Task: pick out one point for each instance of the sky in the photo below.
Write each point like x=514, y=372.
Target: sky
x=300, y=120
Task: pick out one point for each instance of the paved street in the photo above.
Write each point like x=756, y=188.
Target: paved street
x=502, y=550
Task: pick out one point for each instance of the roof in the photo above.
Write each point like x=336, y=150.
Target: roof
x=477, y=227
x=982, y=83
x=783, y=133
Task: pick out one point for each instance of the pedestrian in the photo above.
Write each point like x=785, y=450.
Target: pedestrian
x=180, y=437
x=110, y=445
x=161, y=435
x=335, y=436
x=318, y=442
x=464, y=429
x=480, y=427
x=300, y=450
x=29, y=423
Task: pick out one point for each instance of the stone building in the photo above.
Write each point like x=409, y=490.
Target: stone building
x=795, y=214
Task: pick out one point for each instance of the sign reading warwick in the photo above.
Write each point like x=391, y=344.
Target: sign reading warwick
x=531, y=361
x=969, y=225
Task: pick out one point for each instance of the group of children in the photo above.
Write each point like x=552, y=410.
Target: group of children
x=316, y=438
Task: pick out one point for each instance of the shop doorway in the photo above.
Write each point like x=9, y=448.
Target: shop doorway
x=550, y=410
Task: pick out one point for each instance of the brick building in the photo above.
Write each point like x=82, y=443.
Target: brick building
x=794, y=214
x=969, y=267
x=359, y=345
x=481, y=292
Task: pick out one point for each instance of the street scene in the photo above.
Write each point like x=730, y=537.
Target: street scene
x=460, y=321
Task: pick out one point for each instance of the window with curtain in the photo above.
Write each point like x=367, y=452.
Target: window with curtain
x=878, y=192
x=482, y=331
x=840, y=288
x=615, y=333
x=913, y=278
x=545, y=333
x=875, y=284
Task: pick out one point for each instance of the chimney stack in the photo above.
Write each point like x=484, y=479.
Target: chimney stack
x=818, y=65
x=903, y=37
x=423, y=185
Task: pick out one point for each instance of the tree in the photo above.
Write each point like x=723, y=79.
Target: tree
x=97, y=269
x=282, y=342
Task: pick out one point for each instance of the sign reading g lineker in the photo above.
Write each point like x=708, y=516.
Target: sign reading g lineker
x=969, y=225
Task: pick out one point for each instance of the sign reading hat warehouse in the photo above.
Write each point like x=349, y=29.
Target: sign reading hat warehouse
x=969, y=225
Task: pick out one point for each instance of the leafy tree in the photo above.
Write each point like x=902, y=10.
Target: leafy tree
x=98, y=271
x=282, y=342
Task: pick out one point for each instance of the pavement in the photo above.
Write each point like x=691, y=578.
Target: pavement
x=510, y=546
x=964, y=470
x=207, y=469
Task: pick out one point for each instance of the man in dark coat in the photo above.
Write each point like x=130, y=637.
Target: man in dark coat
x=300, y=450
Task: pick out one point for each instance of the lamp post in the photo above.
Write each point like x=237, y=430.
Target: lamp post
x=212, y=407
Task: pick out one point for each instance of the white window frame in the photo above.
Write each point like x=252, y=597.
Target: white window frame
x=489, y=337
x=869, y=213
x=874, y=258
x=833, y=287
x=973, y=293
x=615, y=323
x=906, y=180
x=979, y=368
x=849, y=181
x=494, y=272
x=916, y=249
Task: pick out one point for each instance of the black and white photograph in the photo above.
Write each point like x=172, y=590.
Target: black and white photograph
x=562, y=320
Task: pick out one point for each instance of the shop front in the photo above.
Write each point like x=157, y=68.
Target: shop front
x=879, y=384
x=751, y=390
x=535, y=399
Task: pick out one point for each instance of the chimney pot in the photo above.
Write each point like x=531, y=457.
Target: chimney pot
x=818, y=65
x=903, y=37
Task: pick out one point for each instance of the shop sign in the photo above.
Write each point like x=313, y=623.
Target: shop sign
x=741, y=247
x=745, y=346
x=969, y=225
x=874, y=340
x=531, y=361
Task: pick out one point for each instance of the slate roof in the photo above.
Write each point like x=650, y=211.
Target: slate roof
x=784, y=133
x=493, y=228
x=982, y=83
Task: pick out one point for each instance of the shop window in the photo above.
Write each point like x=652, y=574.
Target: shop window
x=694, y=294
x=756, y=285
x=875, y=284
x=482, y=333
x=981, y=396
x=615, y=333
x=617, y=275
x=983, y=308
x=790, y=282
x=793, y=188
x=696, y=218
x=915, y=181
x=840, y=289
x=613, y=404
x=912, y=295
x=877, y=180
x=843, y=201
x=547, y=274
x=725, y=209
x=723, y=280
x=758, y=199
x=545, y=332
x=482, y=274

※

§ EXERCISE DIRECTIONS: Each record needs to be duplicated exactly as given.

§ OUTPUT OF THE EXERCISE:
Task: pick out one point for each instance of the sky in the photo below.
Write each point like x=514, y=372.
Target: sky
x=300, y=120
Task: pick out one point for each instance of the paved street in the photo above.
Write each point like x=756, y=188.
Target: paved street
x=502, y=550
Task: pick out one point for each instance of the roof in the photo above.
Write each point like x=336, y=150.
Target: roof
x=477, y=227
x=982, y=83
x=783, y=133
Task: pick out one point for each instance of the pedestrian in the photo above.
Write each point like x=785, y=450.
Target: pedestrian
x=180, y=437
x=110, y=445
x=161, y=435
x=335, y=436
x=318, y=442
x=464, y=429
x=480, y=427
x=300, y=450
x=29, y=423
Task: pick out one point for each instance of the stone building in the photo above.
Write each point like x=409, y=490.
Target: stone building
x=795, y=214
Task: pick out one point for each instance of the sign reading warwick in the photo above.
Write each point like x=391, y=344.
Target: sign reading warwick
x=531, y=361
x=969, y=225
Task: pick out one point for each instance of the group of children in the photo above.
Write each point like x=552, y=410.
Target: group of children
x=316, y=438
Task: pick out one point for each instance of the shop doorway in the photo above.
Write each point like x=9, y=448.
Target: shop doorway
x=550, y=410
Task: pick out one point for each instance of the brick building in the photo above.
Write each point like x=82, y=443.
Target: brick building
x=794, y=214
x=969, y=267
x=359, y=345
x=481, y=292
Task: pick out one point for each instance of the street scene in the photo above.
Write each point like x=730, y=537.
Target: street scene
x=460, y=321
Task: pick out one point for each instance of the window with curtain in the photo above.
Write each point like x=367, y=452.
Target: window with curtain
x=878, y=192
x=482, y=331
x=840, y=288
x=615, y=333
x=913, y=278
x=545, y=333
x=875, y=284
Task: pick out one point for each instance of the chimney stack in the photo above.
Write each point like x=484, y=479.
Target: chimney stack
x=818, y=65
x=903, y=37
x=423, y=185
Task: pick out one point for each instance of the tree in the photo above.
Write each point like x=723, y=79.
Target: tree
x=97, y=269
x=282, y=342
Task: pick out one point for each instance of the sign reading g lineker in the photo above.
Write each point like x=708, y=516.
Target: sign reading g lineker
x=969, y=225
Task: pick out one point for each instance of the sign reading hat warehouse in the photo above.
Write each point like x=349, y=29.
Target: sign reading hat warehouse
x=969, y=225
Task: pick out one point for each instance of the leafy tree in the photo above.
Write each point like x=902, y=10.
Target: leafy tree
x=98, y=271
x=282, y=342
Task: pick out one point for each instance of the pavement in the photo above.
Write each point like x=691, y=578.
Target: pavement
x=510, y=546
x=964, y=470
x=207, y=469
Task: pick out one point for each instance of the man in dark coat in the photo above.
Write each point like x=130, y=637.
Target: man in dark coat
x=300, y=450
Task: pick out one point for each instance of the lamp post in the photo above.
Write each point like x=237, y=430.
Target: lamp post
x=212, y=407
Task: pick out one point for each instance of the white window frame in the photo above.
Write each point like x=252, y=597.
Target: white window frame
x=489, y=337
x=869, y=213
x=874, y=258
x=833, y=287
x=973, y=293
x=615, y=323
x=906, y=180
x=979, y=368
x=849, y=181
x=494, y=272
x=916, y=249
Task: pick out one point for each instance of the black and white photograph in the photo above.
Write each point like x=172, y=590.
Target: black and white photograph
x=562, y=320
Task: pick out one point for each instance of the shop front in the photo above.
Write each point like x=157, y=68.
Target: shop front
x=879, y=384
x=751, y=390
x=535, y=399
Task: pick out one point for each instance of the chimney pot in the photo above.
Write each point like x=531, y=457.
Target: chimney pot
x=818, y=65
x=903, y=37
Task: pick out one point for each instance of the shop sign in the photo above.
Write each point like x=313, y=623.
Target: shop sign
x=741, y=247
x=745, y=346
x=969, y=225
x=874, y=340
x=531, y=361
Task: pick out one point for each instance of the slate roof in the photo above.
Write each point like x=650, y=211.
Target: slate roof
x=784, y=133
x=493, y=228
x=982, y=83
Task: pick out one point for each instance of the shop window in the photo above.
Write each point like x=652, y=574.
Target: shop window
x=694, y=294
x=756, y=285
x=875, y=284
x=482, y=333
x=981, y=396
x=615, y=333
x=617, y=275
x=983, y=308
x=790, y=282
x=793, y=188
x=696, y=218
x=915, y=181
x=840, y=289
x=613, y=404
x=912, y=295
x=877, y=180
x=843, y=201
x=547, y=274
x=725, y=209
x=723, y=280
x=758, y=199
x=545, y=332
x=482, y=274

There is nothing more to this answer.